-- BEGIN The input --

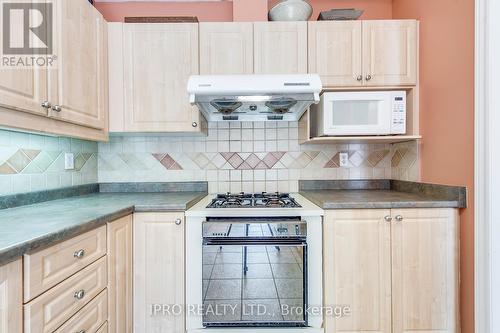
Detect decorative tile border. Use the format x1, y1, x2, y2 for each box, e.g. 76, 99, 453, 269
0, 130, 98, 195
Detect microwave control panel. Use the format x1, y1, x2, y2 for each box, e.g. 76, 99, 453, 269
391, 94, 406, 134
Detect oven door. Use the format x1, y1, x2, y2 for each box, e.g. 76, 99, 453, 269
203, 238, 307, 327
323, 91, 392, 135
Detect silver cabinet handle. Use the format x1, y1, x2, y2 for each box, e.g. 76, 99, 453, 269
73, 289, 85, 300
73, 249, 85, 259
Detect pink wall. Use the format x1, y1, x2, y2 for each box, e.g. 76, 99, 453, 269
393, 0, 474, 333
95, 1, 233, 22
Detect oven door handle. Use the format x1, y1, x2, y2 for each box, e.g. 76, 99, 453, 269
203, 237, 306, 246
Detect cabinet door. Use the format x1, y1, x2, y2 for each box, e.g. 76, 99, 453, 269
254, 22, 307, 74
200, 22, 253, 74
134, 213, 185, 333
392, 209, 460, 333
123, 23, 201, 132
323, 210, 391, 333
363, 20, 418, 86
0, 0, 47, 116
308, 21, 363, 87
0, 259, 23, 333
48, 0, 108, 129
107, 215, 133, 333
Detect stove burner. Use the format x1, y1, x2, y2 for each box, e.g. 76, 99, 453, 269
207, 192, 301, 208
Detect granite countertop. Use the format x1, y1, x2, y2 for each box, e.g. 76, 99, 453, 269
300, 190, 460, 209
299, 180, 466, 209
0, 192, 207, 265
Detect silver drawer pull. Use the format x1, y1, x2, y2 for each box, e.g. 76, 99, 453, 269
74, 289, 85, 300
73, 249, 85, 259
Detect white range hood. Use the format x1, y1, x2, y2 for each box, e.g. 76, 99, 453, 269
187, 74, 322, 121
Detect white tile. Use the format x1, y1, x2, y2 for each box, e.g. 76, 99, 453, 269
217, 170, 229, 182
241, 170, 253, 182
229, 141, 241, 153
253, 141, 266, 152
230, 182, 242, 193
241, 141, 253, 152
276, 140, 288, 151
229, 128, 241, 141
217, 129, 229, 141
229, 170, 241, 182
266, 128, 277, 140
241, 128, 253, 140
253, 170, 266, 182
217, 141, 229, 152
241, 182, 254, 193
266, 169, 278, 181
266, 141, 278, 151
277, 127, 288, 140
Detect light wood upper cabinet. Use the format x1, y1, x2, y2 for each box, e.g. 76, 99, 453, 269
254, 22, 307, 74
107, 215, 133, 333
120, 23, 201, 132
323, 209, 391, 333
0, 259, 23, 333
0, 67, 47, 116
308, 20, 418, 88
48, 0, 108, 129
134, 212, 185, 333
199, 22, 253, 75
308, 21, 363, 86
392, 209, 460, 333
363, 20, 418, 86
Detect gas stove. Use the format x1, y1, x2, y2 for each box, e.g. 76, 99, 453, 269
206, 192, 301, 208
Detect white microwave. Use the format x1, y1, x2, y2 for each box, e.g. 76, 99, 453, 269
311, 90, 406, 136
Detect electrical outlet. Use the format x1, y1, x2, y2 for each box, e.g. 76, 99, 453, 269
339, 153, 349, 167
64, 153, 75, 170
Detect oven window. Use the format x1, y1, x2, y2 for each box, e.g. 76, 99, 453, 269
203, 245, 307, 327
332, 100, 383, 126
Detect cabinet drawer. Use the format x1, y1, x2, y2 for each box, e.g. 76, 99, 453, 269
24, 257, 107, 333
55, 290, 108, 333
96, 322, 108, 333
24, 226, 106, 303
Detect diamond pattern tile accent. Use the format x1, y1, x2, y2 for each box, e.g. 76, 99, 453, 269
227, 154, 243, 169
366, 149, 389, 166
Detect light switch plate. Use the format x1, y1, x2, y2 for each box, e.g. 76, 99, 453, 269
64, 153, 75, 170
339, 153, 349, 167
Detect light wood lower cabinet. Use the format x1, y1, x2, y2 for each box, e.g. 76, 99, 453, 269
323, 209, 391, 333
0, 259, 23, 333
134, 212, 185, 333
107, 215, 133, 333
323, 209, 459, 333
391, 209, 460, 333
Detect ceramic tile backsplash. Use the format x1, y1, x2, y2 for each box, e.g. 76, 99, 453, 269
391, 141, 420, 181
0, 130, 97, 195
98, 122, 418, 193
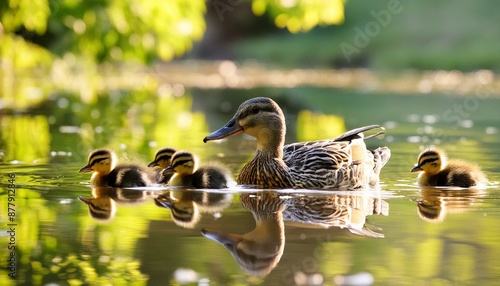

-- END The input --

Exercise objective: Reproduce the lines of all the records above, with "Locate" substituted for every "Detect" and nothing else changed. Leave out the pictures.

Result of this exercise:
Locate decorative tile border. Use the format x1, y1, x2, y2 for each box, e.g. 76, 99, 453, 269
0, 130, 98, 195
Locate microwave control panel. Use the format x1, y1, x2, y2 for each box, e.g. 76, 99, 453, 269
391, 94, 406, 134
Locate oven door. Use the format x1, y1, x2, y2 for each box, e.g. 76, 99, 453, 269
203, 238, 307, 327
323, 91, 392, 135
Locate silver cabinet handle. Use the format x1, y1, x2, y2 for each box, e.g. 76, 99, 453, 269
73, 289, 85, 300
73, 249, 85, 259
Locate pink wall. Use the format x1, y1, x2, y2 for each box, e.g. 76, 99, 453, 269
393, 0, 474, 333
95, 1, 233, 22
Locate oven door handle. Use the format x1, y1, x2, y2 for each box, e.g. 76, 99, 453, 269
203, 237, 306, 246
Locate cabinet door. Use the format x1, y1, x2, y2 for each box, e.g. 76, 99, 453, 269
254, 22, 307, 74
200, 22, 253, 74
134, 213, 185, 333
392, 209, 460, 333
123, 23, 201, 132
323, 210, 391, 333
363, 20, 418, 86
0, 0, 47, 116
308, 21, 363, 87
0, 259, 23, 333
48, 0, 108, 129
107, 215, 133, 333
Locate stove burner. Use the format x1, y1, x2, y2 for each box, e.g. 76, 99, 453, 269
207, 192, 301, 208
Locate granite countertop. Use the format x1, y1, x2, y2 for each box, e.g. 76, 99, 453, 269
300, 190, 460, 209
299, 180, 466, 209
0, 192, 207, 265
Locate silver drawer pull. Use the format x1, y1, x2, y2 for each box, e.g. 76, 99, 453, 269
74, 289, 85, 300
73, 249, 85, 259
Locate white range hood. Use the format x1, y1, x2, y2 for each box, e.g. 76, 99, 453, 269
187, 74, 322, 121
Locate white tile. Use the format x1, y1, x2, y2 for each box, e.g. 76, 99, 453, 269
217, 170, 229, 182
241, 170, 253, 182
229, 141, 241, 153
253, 141, 266, 152
230, 182, 242, 193
241, 141, 253, 152
276, 140, 288, 151
229, 128, 241, 141
217, 129, 229, 141
229, 170, 241, 182
266, 128, 277, 140
241, 128, 253, 140
253, 170, 266, 182
217, 141, 229, 152
241, 182, 254, 193
266, 169, 278, 181
266, 141, 278, 151
277, 127, 288, 140
Locate light wood upper cabinet. Use the format x1, y1, x2, y2 for each box, e.g. 76, 99, 453, 269
254, 22, 307, 74
107, 215, 133, 333
120, 23, 201, 132
323, 209, 391, 333
0, 259, 23, 333
0, 67, 47, 116
308, 20, 418, 88
48, 0, 108, 129
134, 212, 185, 333
199, 22, 253, 75
308, 21, 363, 86
392, 209, 460, 333
363, 20, 418, 86
Locate gas stove. Use the format x1, y1, x2, y2 for each box, e.g. 76, 99, 453, 269
206, 192, 301, 208
Locate white microwave. Use the format x1, y1, x2, y2 for each box, e.g. 76, 99, 453, 269
311, 90, 406, 136
Locate electrical outlet. Use the format x1, y1, x2, y2 for each box, e.g. 76, 99, 453, 269
339, 153, 349, 167
64, 153, 75, 170
Locate oven window. Use the format x1, y1, x2, y2 for each box, e.g. 76, 99, 453, 269
203, 245, 307, 327
332, 100, 383, 126
Locate cabinet drawer. Use the format x1, y1, x2, y2 for each box, e.g. 76, 99, 453, 269
24, 257, 107, 333
55, 290, 108, 333
96, 322, 108, 333
24, 226, 106, 303
Locate diamond pattern tile accent. Use the format x1, y1, x2, y2 for each box, e.g. 76, 99, 453, 269
227, 154, 243, 169
366, 149, 389, 166
Locate light switch plate. Use the format x1, y1, x2, y2 for each box, e.g. 76, 99, 453, 269
64, 153, 75, 170
339, 153, 349, 167
Locate light wood lower cabinet. Use the format x1, y1, x2, y2 for each box, e.g. 76, 99, 453, 269
323, 209, 391, 333
0, 259, 23, 333
134, 212, 185, 333
107, 215, 133, 333
323, 209, 459, 333
391, 209, 460, 333
Locate ceramic tile backsplash. Use the format x1, y1, x2, y2 for each box, e.g. 76, 99, 453, 269
391, 141, 420, 181
0, 130, 97, 195
98, 122, 418, 193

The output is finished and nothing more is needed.